# Your instructions
Report how many lines in the records below contain the string "lamp", and give only that number.

===== Entries supplied =====

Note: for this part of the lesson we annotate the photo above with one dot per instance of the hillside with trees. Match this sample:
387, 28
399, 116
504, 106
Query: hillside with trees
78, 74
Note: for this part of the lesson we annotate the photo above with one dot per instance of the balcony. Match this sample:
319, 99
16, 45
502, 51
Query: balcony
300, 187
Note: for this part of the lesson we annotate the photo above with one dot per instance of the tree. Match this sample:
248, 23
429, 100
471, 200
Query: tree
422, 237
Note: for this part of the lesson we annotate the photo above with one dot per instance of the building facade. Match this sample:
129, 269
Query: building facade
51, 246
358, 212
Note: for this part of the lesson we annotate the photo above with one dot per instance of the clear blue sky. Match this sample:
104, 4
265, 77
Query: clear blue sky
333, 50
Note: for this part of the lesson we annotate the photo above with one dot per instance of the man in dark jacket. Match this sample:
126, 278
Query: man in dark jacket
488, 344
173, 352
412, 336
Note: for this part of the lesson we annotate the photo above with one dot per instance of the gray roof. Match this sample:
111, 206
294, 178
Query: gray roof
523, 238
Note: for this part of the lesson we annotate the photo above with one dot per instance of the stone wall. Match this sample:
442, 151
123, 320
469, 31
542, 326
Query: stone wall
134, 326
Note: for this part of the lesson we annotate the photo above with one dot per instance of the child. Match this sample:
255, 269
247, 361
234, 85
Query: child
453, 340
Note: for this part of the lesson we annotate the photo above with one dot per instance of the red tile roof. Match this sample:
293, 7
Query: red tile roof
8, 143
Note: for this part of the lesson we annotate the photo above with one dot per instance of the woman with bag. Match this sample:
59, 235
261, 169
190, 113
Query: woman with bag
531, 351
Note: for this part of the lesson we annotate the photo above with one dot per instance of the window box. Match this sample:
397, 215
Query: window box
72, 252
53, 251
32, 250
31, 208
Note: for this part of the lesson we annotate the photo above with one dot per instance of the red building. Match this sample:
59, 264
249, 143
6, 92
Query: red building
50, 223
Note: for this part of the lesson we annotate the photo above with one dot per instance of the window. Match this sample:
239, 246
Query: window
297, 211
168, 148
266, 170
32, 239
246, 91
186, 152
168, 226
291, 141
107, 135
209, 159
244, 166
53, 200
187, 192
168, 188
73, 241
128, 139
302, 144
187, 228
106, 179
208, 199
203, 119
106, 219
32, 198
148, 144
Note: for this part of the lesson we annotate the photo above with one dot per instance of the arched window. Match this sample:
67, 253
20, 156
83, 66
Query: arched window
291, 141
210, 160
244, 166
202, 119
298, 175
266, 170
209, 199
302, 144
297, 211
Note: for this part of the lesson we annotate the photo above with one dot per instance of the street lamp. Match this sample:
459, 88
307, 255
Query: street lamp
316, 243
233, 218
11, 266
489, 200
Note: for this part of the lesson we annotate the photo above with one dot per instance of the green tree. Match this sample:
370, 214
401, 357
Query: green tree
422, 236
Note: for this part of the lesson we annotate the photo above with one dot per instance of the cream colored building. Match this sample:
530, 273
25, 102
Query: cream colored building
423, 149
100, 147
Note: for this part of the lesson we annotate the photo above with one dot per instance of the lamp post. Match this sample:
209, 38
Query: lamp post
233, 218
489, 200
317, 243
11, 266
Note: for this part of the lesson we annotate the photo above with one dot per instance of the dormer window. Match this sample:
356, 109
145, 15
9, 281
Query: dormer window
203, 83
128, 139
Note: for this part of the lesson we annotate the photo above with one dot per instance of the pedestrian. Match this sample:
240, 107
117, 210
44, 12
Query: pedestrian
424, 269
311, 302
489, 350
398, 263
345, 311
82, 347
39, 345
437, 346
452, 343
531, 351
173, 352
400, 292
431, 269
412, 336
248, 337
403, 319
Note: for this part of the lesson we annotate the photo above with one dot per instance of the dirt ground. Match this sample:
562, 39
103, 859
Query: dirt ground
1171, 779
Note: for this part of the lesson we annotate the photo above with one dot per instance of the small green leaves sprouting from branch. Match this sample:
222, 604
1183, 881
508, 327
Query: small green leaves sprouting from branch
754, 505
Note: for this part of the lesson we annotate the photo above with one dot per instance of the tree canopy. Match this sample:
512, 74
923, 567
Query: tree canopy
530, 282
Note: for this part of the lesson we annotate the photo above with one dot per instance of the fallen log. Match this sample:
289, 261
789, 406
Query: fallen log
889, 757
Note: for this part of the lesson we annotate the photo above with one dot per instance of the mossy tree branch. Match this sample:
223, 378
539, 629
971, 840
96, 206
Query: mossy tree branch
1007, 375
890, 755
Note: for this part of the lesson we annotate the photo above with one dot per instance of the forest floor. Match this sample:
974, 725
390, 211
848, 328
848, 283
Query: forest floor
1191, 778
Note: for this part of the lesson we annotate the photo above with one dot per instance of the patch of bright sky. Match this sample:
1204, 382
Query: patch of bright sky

=====
===== Entries supplied =====

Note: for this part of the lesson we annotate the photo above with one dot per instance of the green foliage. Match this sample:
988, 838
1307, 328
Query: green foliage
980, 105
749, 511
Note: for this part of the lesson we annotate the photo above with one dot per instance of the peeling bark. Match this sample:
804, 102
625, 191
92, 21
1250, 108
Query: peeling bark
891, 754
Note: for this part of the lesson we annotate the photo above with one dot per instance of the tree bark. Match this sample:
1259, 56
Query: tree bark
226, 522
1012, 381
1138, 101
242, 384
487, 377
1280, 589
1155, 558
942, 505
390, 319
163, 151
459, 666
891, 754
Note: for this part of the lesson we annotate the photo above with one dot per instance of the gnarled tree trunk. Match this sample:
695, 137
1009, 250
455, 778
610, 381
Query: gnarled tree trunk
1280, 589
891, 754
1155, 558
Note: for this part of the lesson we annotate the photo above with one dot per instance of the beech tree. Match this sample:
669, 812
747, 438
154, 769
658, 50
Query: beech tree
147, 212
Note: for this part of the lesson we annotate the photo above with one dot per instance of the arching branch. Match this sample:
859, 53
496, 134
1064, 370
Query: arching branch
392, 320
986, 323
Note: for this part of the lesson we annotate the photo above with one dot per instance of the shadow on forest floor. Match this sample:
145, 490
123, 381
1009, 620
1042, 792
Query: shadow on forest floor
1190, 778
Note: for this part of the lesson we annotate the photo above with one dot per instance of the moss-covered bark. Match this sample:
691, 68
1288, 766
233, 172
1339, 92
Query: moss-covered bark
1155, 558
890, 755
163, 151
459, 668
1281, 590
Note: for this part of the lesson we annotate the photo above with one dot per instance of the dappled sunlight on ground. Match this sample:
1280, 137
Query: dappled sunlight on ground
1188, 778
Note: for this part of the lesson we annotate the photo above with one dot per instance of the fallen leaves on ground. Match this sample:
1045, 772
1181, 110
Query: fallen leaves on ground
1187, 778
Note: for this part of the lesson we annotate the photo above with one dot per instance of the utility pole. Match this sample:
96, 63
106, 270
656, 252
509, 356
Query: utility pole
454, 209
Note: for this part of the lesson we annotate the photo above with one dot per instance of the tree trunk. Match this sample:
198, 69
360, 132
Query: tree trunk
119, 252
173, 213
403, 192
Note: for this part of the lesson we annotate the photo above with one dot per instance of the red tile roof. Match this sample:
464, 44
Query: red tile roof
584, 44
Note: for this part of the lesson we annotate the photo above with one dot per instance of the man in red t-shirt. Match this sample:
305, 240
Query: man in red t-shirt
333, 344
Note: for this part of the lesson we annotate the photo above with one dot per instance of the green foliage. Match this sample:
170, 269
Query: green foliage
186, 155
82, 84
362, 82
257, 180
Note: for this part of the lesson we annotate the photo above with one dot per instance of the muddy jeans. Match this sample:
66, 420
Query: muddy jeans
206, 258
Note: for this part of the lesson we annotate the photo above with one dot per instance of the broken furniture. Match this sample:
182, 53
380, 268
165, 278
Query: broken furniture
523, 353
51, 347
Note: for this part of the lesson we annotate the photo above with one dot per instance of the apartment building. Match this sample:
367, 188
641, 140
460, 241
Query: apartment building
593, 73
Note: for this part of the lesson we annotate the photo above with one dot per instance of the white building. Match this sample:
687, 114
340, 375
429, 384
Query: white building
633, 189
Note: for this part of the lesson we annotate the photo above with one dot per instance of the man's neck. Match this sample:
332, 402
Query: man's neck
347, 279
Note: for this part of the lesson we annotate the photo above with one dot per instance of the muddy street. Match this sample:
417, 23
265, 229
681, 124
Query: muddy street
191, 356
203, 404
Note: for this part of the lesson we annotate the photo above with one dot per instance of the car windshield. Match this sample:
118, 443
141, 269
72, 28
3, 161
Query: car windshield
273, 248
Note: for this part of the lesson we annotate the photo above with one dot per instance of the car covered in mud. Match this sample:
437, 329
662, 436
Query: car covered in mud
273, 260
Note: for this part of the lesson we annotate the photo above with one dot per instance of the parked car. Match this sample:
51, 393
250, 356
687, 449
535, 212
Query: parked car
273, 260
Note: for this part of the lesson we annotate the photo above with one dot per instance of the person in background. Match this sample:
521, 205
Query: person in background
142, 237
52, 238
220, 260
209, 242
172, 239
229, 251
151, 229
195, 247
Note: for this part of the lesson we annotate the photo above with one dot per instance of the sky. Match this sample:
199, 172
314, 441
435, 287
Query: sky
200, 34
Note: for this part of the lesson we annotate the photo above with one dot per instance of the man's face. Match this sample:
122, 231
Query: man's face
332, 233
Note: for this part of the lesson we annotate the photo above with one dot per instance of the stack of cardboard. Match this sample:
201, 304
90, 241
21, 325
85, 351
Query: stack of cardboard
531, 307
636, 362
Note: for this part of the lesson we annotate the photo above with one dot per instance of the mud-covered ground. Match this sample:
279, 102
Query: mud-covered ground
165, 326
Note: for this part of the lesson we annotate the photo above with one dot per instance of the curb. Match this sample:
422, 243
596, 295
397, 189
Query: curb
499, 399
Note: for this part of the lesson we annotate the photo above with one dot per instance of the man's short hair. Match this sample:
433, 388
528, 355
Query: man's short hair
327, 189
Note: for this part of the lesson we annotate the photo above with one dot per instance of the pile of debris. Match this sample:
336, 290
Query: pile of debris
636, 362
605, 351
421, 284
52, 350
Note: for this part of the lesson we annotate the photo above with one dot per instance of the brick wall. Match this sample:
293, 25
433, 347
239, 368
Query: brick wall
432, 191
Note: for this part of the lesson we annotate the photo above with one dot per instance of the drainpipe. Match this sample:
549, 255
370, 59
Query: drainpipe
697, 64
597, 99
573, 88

=====
===== Entries supplied =====

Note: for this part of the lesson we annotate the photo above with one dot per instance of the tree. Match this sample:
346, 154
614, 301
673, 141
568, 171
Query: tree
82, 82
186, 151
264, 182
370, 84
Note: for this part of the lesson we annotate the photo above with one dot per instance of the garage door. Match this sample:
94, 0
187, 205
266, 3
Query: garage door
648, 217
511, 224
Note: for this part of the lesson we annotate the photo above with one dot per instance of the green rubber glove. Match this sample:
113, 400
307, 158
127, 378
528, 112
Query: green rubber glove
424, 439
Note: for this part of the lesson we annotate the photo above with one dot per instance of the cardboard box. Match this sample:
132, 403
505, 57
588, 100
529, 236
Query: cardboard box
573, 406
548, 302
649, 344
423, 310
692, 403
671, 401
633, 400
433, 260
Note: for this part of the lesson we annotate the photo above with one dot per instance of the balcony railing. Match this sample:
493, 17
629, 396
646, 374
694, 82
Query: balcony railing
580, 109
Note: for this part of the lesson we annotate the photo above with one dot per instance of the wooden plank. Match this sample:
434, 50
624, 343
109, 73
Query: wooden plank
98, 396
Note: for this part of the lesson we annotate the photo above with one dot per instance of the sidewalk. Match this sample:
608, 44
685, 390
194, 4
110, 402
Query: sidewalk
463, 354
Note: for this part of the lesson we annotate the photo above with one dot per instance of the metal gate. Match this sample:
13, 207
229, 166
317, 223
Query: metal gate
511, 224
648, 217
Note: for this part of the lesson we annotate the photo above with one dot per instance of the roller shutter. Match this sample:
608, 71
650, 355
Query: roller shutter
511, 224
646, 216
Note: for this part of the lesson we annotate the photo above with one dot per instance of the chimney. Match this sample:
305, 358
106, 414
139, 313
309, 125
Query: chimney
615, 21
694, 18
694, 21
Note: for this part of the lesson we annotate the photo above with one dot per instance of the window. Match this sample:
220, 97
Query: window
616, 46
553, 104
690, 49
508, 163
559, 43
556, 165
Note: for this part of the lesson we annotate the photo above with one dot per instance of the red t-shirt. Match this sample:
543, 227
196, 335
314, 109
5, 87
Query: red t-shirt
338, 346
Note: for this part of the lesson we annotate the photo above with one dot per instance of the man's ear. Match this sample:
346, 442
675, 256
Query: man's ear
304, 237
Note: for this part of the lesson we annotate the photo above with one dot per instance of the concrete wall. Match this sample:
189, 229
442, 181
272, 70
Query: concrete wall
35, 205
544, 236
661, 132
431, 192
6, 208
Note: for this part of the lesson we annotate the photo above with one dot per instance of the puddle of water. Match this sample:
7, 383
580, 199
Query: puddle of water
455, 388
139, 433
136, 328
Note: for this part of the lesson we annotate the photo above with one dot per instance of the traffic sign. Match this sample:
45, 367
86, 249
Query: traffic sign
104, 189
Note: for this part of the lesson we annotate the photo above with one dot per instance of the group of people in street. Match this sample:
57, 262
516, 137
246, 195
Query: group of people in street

=====

# Completed exercise
4